◆ **Problem to solve**
Starting with the line that contains "query | woman's hair", set down each line through the end of the entries below, exactly and with nothing added.

◆ **Records shown**

::::

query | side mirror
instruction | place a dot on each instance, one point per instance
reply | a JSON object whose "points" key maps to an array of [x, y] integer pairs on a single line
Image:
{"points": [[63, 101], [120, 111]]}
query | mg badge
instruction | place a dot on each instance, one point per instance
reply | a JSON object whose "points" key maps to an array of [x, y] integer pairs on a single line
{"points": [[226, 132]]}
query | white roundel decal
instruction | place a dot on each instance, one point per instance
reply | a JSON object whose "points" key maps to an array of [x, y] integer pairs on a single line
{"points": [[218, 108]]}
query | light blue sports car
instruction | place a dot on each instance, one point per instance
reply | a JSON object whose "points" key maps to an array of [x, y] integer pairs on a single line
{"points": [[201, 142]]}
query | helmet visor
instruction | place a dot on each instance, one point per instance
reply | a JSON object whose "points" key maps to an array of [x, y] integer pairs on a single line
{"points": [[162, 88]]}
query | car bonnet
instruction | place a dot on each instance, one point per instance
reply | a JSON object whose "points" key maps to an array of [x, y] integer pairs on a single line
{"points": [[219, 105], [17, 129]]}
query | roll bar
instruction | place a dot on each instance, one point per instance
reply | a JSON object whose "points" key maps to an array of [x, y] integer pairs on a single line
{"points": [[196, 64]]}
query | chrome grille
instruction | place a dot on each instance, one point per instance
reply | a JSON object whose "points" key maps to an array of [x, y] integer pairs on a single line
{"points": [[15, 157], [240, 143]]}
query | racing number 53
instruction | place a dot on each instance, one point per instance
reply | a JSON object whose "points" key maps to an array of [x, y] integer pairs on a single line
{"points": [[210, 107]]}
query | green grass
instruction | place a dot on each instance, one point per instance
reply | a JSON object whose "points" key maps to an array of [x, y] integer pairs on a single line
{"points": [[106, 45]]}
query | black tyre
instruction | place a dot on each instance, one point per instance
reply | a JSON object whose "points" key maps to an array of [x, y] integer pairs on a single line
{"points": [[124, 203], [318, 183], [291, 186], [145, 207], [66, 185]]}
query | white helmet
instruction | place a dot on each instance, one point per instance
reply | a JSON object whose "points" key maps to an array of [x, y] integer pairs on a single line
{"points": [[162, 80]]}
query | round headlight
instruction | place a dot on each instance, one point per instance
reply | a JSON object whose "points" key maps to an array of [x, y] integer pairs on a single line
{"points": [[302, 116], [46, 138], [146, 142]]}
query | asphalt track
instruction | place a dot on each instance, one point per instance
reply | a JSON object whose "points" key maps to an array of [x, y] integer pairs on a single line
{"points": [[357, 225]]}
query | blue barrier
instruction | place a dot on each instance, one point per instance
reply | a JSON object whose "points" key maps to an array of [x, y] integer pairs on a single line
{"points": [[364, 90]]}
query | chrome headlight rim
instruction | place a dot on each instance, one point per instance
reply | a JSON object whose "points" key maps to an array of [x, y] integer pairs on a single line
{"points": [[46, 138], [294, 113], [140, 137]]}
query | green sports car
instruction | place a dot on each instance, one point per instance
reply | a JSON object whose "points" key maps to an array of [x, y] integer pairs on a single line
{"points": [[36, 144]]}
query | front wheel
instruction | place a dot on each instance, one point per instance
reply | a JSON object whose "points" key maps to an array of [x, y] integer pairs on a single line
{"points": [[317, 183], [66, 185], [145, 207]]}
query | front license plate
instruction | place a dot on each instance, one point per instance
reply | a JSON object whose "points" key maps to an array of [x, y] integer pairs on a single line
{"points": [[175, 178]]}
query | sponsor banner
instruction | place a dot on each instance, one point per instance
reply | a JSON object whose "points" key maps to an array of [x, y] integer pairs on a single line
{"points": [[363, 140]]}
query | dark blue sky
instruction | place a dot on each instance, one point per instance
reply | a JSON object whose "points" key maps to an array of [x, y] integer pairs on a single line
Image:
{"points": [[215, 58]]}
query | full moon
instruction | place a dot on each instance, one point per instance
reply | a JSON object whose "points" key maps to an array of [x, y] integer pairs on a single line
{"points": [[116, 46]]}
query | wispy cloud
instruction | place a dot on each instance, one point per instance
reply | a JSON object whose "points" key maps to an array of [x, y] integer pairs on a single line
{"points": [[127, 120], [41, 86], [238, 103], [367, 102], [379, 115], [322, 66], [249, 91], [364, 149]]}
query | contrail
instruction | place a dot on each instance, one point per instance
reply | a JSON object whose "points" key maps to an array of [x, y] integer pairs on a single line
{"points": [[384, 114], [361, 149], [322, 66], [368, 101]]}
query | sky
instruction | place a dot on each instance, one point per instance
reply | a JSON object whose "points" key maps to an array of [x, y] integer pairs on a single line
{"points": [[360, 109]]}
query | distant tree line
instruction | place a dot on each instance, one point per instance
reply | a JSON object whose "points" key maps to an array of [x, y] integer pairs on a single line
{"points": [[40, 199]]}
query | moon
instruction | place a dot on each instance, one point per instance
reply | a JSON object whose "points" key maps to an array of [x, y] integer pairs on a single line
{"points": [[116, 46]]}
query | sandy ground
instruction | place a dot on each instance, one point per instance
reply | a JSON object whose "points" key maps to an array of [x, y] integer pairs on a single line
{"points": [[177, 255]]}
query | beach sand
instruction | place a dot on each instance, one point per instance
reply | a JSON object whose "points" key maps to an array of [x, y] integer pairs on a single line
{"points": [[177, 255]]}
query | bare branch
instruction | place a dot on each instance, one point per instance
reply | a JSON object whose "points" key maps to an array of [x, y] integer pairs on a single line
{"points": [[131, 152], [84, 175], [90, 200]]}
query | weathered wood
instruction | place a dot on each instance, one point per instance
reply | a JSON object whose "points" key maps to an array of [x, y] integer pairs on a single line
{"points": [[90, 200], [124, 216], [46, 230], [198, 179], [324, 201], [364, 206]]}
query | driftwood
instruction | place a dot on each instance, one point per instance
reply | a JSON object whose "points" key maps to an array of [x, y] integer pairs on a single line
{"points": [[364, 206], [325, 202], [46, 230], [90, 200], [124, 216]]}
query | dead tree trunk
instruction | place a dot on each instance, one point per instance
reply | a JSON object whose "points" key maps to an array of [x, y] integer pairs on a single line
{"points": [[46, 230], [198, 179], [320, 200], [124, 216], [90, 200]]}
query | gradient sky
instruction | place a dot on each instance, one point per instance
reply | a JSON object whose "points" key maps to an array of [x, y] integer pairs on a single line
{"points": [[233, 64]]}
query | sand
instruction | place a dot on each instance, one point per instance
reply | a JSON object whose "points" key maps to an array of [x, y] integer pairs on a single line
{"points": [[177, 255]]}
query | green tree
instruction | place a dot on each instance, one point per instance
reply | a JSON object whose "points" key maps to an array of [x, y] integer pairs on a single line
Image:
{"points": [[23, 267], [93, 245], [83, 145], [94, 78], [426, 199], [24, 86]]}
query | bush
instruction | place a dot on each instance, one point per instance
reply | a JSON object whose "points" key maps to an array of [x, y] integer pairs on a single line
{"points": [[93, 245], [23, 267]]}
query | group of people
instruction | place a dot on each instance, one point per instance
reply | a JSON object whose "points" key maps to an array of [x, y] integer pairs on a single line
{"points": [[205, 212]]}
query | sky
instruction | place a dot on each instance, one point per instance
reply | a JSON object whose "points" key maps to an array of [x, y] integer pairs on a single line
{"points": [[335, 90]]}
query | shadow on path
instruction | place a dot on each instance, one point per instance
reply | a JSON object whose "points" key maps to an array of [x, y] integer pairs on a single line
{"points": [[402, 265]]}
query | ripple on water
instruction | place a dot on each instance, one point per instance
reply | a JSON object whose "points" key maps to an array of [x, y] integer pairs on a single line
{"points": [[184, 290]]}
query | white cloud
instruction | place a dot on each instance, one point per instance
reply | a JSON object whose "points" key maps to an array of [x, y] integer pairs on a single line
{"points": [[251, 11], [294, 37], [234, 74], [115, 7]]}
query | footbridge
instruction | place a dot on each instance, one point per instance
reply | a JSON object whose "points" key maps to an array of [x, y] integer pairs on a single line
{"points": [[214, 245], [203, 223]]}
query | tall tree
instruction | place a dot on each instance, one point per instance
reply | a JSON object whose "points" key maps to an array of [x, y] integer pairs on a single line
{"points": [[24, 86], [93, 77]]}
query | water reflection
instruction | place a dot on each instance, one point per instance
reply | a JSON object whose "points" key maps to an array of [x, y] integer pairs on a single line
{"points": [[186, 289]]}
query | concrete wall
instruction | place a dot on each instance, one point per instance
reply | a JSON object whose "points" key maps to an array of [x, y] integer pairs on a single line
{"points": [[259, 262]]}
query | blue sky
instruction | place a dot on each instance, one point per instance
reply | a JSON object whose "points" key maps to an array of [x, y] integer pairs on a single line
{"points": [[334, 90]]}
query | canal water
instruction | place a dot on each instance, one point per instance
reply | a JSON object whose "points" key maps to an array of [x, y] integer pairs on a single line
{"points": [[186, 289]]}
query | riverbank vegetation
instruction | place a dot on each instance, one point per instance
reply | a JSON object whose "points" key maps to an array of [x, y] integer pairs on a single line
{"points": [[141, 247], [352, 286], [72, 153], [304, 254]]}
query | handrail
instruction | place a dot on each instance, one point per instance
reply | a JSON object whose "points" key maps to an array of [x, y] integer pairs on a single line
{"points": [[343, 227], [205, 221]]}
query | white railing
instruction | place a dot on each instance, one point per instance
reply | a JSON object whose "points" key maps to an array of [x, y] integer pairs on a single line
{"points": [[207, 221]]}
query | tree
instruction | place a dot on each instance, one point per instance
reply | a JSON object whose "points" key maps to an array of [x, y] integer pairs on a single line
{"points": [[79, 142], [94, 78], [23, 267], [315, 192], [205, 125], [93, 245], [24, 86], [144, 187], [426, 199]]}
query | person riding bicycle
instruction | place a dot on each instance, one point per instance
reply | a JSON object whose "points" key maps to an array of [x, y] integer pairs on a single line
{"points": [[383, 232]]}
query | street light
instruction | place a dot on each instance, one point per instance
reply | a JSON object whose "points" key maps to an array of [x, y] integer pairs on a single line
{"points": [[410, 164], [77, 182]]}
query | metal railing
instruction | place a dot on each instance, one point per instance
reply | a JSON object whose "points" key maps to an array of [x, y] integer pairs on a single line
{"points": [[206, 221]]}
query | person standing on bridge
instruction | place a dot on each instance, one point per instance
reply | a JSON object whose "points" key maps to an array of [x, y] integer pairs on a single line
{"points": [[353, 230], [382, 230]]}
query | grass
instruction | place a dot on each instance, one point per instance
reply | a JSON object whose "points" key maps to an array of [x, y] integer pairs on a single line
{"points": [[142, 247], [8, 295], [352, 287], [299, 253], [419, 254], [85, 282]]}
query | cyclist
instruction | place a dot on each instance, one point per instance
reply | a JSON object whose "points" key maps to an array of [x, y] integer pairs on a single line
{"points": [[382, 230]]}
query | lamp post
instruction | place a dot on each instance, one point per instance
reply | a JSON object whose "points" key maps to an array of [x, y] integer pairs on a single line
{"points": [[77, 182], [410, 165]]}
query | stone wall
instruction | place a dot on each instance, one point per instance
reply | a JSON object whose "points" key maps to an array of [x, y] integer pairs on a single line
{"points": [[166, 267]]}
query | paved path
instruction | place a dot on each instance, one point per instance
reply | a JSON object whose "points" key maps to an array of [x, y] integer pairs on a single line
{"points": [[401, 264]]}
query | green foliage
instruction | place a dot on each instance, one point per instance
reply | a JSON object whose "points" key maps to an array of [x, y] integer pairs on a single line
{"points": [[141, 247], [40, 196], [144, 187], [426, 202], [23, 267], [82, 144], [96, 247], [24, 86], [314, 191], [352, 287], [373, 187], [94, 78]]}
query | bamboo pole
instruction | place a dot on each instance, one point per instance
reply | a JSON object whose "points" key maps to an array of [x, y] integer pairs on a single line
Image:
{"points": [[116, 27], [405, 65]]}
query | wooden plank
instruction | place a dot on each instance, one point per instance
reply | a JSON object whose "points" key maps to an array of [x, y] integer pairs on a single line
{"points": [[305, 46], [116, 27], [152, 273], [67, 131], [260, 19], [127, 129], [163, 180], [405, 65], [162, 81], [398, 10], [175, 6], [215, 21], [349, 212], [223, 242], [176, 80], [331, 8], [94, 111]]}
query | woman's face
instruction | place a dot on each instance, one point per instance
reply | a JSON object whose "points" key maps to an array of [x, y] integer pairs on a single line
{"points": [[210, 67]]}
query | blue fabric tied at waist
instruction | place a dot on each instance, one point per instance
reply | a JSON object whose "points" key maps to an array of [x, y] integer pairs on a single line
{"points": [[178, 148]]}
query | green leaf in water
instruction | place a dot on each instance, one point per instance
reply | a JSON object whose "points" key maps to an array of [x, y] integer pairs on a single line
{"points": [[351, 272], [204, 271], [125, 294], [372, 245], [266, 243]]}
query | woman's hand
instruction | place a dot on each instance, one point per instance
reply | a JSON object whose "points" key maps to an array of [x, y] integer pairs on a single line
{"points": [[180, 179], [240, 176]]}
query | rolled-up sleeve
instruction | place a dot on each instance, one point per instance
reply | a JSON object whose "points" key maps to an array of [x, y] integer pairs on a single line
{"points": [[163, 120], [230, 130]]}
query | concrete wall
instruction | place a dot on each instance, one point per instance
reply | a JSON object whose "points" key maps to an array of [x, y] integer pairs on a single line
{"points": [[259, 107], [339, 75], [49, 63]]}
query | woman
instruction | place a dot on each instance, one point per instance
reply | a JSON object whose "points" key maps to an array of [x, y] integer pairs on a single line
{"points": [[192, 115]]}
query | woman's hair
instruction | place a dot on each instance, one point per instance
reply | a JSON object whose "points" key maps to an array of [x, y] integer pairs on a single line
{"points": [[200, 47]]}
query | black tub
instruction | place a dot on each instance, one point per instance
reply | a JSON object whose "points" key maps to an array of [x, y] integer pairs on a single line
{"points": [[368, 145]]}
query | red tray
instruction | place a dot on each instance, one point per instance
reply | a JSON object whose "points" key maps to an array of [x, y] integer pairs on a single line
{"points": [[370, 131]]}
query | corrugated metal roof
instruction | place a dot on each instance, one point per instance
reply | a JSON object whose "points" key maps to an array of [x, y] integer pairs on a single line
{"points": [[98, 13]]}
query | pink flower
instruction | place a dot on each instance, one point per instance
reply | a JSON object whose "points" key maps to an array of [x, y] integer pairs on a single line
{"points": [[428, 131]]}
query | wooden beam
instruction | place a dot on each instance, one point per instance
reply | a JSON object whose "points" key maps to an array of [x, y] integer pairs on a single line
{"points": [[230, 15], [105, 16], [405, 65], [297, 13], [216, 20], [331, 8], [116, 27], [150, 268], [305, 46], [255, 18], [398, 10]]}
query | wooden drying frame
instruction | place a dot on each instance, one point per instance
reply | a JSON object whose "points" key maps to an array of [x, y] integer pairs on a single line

::::

◆ **The answer**
query | woman's hair
instruction | place a dot on each instance, one point per instance
reply | a JSON object whose "points" key maps to an array of [x, y] integer pairs on a single line
{"points": [[200, 47]]}
query | black tub
instruction | place a dot on each instance, one point per instance
reply | a JSON object whose "points" key maps to an array of [x, y] integer pairs on a single line
{"points": [[368, 145]]}
query | red tray
instruction | place a dot on each instance, one point per instance
reply | a JSON object whose "points" key maps to an array of [x, y] integer pairs on a single line
{"points": [[370, 131]]}
query | corrugated metal roof
instruction | place a dot on each instance, one point per instance
reply | a JSON object whose "points" key maps to an array of [x, y] integer pairs on a single line
{"points": [[98, 13]]}
query | pink flower
instruction | place a dot on each instance, one point per instance
reply | a JSON object whose "points" key maps to an array of [x, y] integer pairs on a single line
{"points": [[428, 131]]}
query | wooden beam
instruction | place a dot on each instance, one point per instance
reply | a JSON object whose "points" key maps to an array of [x, y] integer pairs on a single line
{"points": [[230, 15], [105, 16], [405, 65], [297, 13], [216, 20], [331, 8], [116, 27], [150, 268], [305, 46], [255, 18], [398, 10]]}
query | wooden drying frame
instruction | place a dot on each instance, one point per instance
reply | a JSON object whose "points" key maps to an array of [x, y] integer pairs on a single line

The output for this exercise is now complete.